## [THE DATA]
--- START ---

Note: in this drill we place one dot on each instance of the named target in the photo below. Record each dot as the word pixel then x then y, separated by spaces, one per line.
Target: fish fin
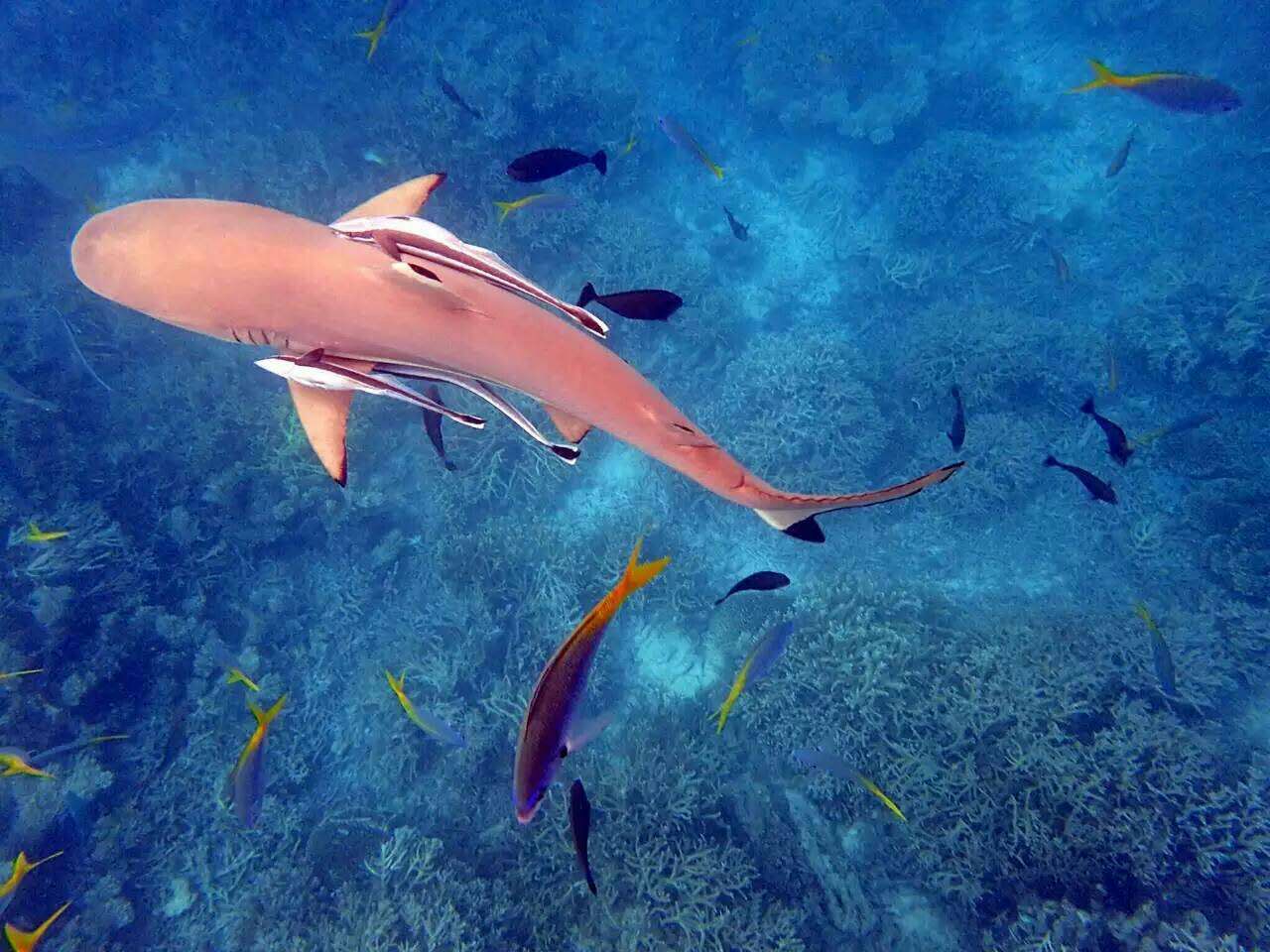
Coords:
pixel 266 717
pixel 640 574
pixel 324 416
pixel 570 425
pixel 794 513
pixel 585 731
pixel 1102 76
pixel 407 198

--- END ---

Reproduce the data above word for word, but leave the images out.

## [RESPONSE TO THE TASK]
Note: in this drill we place one dot on each instance of the named target in the photo below. Record each dot as the word pixel then x then y, separated by spaces, one per line.
Target: fish fin
Coords:
pixel 266 717
pixel 640 574
pixel 324 416
pixel 570 425
pixel 794 513
pixel 585 731
pixel 1102 76
pixel 407 198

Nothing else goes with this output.